> _Problem_: Nothing is to be altered. Print each record in full.

> _The input_:

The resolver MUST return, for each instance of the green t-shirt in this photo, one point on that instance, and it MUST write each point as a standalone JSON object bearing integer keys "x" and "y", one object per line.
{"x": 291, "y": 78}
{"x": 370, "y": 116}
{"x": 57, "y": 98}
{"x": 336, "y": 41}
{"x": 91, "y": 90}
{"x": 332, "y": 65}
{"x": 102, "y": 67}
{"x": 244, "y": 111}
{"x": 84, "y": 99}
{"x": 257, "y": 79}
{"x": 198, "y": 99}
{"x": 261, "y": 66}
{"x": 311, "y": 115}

> _Solution for this task_:
The resolver MUST return, for each instance of the green t-shirt in this photo, one point on that instance, and it MUST write each point as a standalone JSON object bearing integer keys "x" and "y", one object per line.
{"x": 291, "y": 78}
{"x": 370, "y": 116}
{"x": 57, "y": 98}
{"x": 336, "y": 41}
{"x": 91, "y": 90}
{"x": 332, "y": 65}
{"x": 102, "y": 67}
{"x": 244, "y": 111}
{"x": 84, "y": 99}
{"x": 257, "y": 79}
{"x": 198, "y": 99}
{"x": 261, "y": 66}
{"x": 311, "y": 115}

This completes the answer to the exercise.